> _Short exercise 1_:
Please rescale the listing, beginning at its first line and stopping after the line that contains "x=858 y=756", both ends included. Write those lines out again, requests and all, with every coordinate in the answers multiplied by 0.3 and rounded to a whole number, halves going up.

# start of Source document

Though he fights Dustin Poirier in Dallas on Saturday night at UFC 211, Eddie Alvarez will probably spend more time this week answering questions about Conor McGregor, the man who relieved him of the UFC lightweight title in brutal fashion last November, than about his upcoming opponent.

For a fighter trying to move on from defeat and focus on the future, the media can be a real pain.

However, these questions have to be asked. After all, they form a big part of the key story line heading into this fight. We all want to know if and how Alvarez has rebounded psychologically from that damaging defeat.

Luckily, the veteran is dealing with the already persistent inquiries rather well and seems to be at peace with the events of UFC 205.

Speaking to Luke Thomas on the journalist’s eponymous radio show recently, the Philadelphia did admit that it had taken him some time to move on, but added that he is back to enjoying his work.

“Climbing back from the Nov. 5th fight was difficult. I’d be lying if I told you, ‘Oh I just bounced right back off the mat.’ I needed some serious dusting off. I needed to forgive myself. I’m my own worst critic so I was very disappointed and pissed off at myself about Madison Square Garden,” Alvarez said.

# end of Source document
# start of Listed entries

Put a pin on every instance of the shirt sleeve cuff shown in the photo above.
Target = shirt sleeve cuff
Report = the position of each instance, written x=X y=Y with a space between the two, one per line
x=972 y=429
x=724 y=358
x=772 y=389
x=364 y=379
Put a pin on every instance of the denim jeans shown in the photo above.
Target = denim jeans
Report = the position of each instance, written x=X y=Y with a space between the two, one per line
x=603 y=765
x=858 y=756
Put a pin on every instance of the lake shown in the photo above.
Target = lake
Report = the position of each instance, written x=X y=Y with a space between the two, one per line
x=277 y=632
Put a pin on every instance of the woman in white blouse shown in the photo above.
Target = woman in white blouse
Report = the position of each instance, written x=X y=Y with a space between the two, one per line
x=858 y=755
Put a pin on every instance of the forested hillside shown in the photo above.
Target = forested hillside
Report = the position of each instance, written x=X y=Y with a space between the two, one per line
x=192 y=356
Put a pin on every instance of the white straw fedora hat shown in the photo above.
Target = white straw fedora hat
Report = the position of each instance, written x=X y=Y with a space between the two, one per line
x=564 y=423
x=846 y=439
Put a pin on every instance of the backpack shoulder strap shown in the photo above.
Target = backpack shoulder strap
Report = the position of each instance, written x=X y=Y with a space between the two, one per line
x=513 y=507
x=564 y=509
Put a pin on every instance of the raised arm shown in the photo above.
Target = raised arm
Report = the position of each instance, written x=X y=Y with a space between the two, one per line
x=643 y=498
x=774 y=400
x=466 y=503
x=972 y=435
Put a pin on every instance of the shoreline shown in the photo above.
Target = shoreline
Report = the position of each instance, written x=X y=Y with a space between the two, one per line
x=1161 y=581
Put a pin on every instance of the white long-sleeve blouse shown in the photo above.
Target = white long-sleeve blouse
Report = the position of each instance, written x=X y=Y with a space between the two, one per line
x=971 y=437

# end of Listed entries

> _Short exercise 2_:
In the article about Eddie Alvarez, swap "veteran" for "former champion" and write out the passage that begins at the words "However, these questions" and stops after "of UFC 205.".

> _Reply 1_:
Put a pin on every instance of the shirt sleeve cuff shown in the photo above.
Target = shirt sleeve cuff
Report = the position of each instance, written x=X y=Y with a space between the two, one per line
x=292 y=129
x=217 y=107
x=232 y=117
x=109 y=114
Put a pin on every instance of the denim jeans shown in the photo above.
Target = denim jeans
Report = the position of each instance, written x=X y=Y with a space between the two, one per line
x=181 y=230
x=257 y=227

> _Reply 2_:
However, these questions have to be asked. After all, they form a big part of the key story line heading into this fight. We all want to know if and how Alvarez has rebounded psychologically from that damaging defeat.

Luckily, the former champion is dealing with the already persistent inquiries rather well and seems to be at peace with the events of UFC 205.